> DOCUMENT PASSAGE
The French have been oppressed for centuries. First by the churches who limited their freedoms and took bribes from noblity. Then monarchy comes with strict rules with their noses up, holding to things lovely and sparkling and despising what is dirty and below them (ie. peasants). French people are full of passion. They hold tight to their freedoms and rights. There is so much more to them as a people that Americans will never grasp. I have only skimmed the surface with my studies and frequent encounters with French people. I have spoken French since I was young, but I am still learning. To understand the whole dynamic of the country at the time, I believe you would really have to go to France, speak to an elder living there, and go to the libraries and Versaille.
Keep researching. Keep learning. Keep up the curiosity. Most importantly, keep an open mind. Don’t jump to conclusions until u have all points of view and facts and are able to disceern for yourself what you believe.
Vive France! Liberté, Equalité, Fraternité!
Jordan
What is the authors name of this article? And how do I cite this source?
wilbe
Marie Antoinette looked extravagant but actually when the financial crisis in France occurred she was one of the first to cut down on spending and she even cut down on the palace officials. The other nobles where jealous of her so they spread the rumors that she was very extravagant. She’s my hero!

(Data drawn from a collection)

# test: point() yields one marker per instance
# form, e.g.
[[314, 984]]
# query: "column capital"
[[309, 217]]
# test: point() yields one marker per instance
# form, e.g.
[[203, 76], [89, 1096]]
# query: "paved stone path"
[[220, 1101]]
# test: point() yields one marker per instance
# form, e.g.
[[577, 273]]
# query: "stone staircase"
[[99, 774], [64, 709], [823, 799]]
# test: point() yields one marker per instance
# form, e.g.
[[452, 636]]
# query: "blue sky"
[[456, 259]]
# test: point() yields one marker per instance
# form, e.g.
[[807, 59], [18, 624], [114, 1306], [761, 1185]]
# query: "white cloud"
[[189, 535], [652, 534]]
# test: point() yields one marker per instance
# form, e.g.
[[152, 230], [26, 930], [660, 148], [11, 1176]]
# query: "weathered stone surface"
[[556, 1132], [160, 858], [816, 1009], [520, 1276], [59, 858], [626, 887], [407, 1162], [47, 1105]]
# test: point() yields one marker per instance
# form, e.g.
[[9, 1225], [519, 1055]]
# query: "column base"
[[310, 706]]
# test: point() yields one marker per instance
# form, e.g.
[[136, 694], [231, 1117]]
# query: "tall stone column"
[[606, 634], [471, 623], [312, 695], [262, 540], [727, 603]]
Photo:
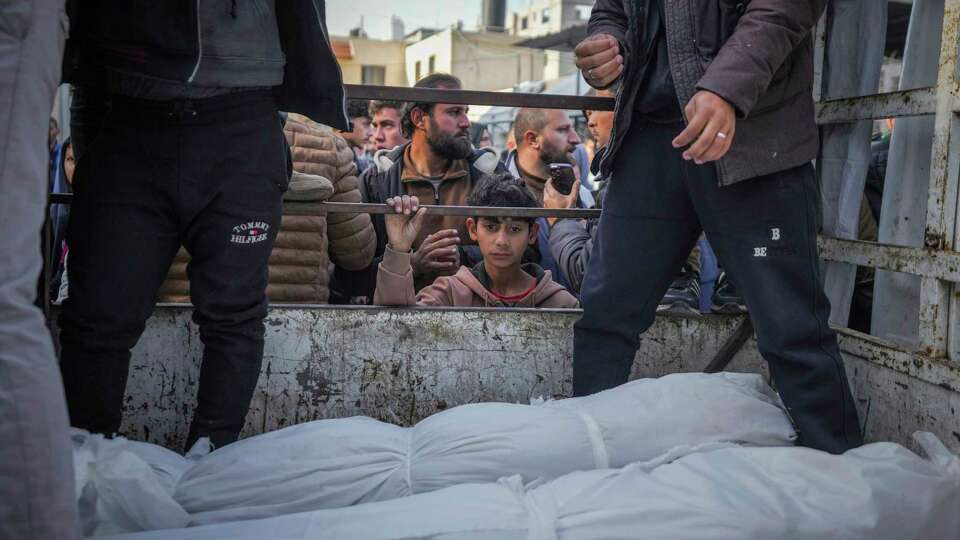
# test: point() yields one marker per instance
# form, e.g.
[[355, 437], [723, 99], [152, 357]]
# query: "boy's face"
[[502, 242]]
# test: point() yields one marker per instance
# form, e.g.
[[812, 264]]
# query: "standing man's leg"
[[122, 237], [764, 232], [646, 231], [36, 468], [230, 236]]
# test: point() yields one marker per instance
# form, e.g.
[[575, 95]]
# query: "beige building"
[[371, 61], [482, 61], [543, 17]]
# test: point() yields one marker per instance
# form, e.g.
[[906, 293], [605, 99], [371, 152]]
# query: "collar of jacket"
[[484, 284], [484, 160]]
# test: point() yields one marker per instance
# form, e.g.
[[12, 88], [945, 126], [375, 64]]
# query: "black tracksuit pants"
[[764, 233], [151, 176]]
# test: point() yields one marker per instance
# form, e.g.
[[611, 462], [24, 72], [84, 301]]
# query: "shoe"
[[726, 299], [683, 296]]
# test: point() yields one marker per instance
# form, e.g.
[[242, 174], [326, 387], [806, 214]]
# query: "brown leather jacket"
[[306, 245], [756, 54]]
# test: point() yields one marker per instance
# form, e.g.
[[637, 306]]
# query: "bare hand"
[[599, 58], [554, 199], [711, 122], [404, 226], [438, 254]]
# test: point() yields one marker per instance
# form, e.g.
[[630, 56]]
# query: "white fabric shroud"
[[124, 486], [880, 491], [336, 463], [343, 462]]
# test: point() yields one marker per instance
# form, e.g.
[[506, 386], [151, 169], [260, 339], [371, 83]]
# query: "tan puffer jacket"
[[306, 245]]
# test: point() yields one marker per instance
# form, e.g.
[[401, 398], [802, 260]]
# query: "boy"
[[500, 280]]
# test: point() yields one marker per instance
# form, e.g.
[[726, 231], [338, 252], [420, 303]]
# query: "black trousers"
[[151, 176], [764, 233]]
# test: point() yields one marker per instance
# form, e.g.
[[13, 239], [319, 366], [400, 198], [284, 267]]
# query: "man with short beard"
[[545, 136], [438, 166]]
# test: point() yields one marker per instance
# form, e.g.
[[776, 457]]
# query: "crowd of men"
[[191, 123]]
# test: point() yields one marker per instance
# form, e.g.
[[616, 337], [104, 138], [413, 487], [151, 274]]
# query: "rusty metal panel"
[[940, 230], [916, 102], [893, 405], [896, 302], [936, 371], [943, 265]]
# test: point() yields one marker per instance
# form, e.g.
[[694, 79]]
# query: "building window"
[[374, 75]]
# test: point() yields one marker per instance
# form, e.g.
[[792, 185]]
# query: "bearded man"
[[438, 166]]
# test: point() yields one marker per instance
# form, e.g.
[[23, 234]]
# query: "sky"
[[342, 15]]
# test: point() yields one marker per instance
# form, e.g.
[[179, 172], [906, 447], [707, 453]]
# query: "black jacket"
[[756, 54], [160, 38]]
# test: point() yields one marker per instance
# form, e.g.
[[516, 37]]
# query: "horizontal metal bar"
[[917, 102], [474, 97], [924, 262], [307, 208], [937, 371], [437, 210]]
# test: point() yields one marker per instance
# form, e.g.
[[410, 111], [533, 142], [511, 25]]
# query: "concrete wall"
[[401, 365]]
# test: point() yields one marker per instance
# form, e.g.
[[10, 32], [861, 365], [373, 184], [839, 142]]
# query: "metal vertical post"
[[941, 216]]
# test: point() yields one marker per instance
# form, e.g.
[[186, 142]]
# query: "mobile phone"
[[562, 176]]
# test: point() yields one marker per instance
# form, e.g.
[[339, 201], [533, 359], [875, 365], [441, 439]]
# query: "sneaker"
[[683, 296], [726, 299]]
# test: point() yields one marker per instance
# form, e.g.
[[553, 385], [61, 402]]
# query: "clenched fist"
[[599, 58]]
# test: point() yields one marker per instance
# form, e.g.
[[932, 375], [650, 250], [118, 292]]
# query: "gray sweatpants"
[[36, 468]]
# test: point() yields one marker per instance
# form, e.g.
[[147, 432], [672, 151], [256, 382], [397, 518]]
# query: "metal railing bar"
[[475, 97]]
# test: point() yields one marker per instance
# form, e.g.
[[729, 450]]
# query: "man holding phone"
[[714, 131], [546, 141]]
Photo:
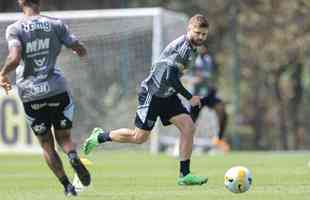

> DESCRIPTION OF THE TASK
Echo the passage about the French people, starting at "Keep researching. Keep" and ending at "Liberté, Equalité, Fraternité!".

> REPLY TO THE EXERCISE
Keep researching. Keep learning. Keep up the curiosity. Most importantly, keep an open mind. Don’t jump to conclusions until u have all points of view and facts and are able to disceern for yourself what you believe.
Vive France! Liberté, Equalité, Fraternité!